>>>

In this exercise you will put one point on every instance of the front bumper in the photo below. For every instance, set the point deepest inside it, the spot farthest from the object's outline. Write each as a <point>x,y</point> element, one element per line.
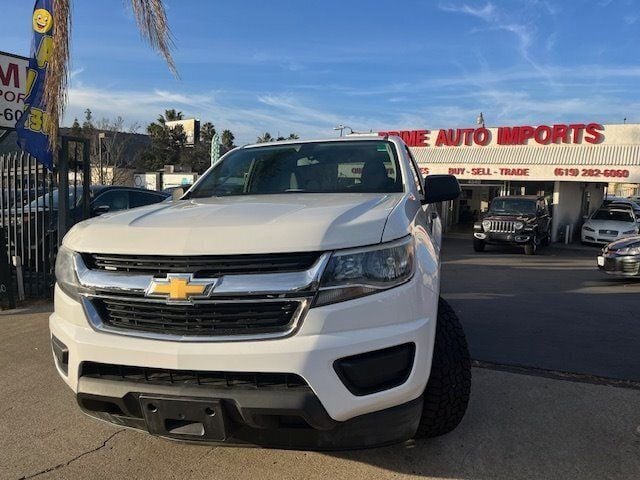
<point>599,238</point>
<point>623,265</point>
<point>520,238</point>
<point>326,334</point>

<<<

◆ WORK REQUEST ◆
Output the entries above exactly as given, but strip out the pictures.

◆ RESPONSE FOR THIS EXERCISE ◆
In this exercise you will put one point on every instance of the front bumper in the photo below. For every instance, set the point deepest inside it, the spot farthest from the object's outline. Write each as a <point>x,y</point> element, one element per line.
<point>599,238</point>
<point>623,265</point>
<point>520,238</point>
<point>326,334</point>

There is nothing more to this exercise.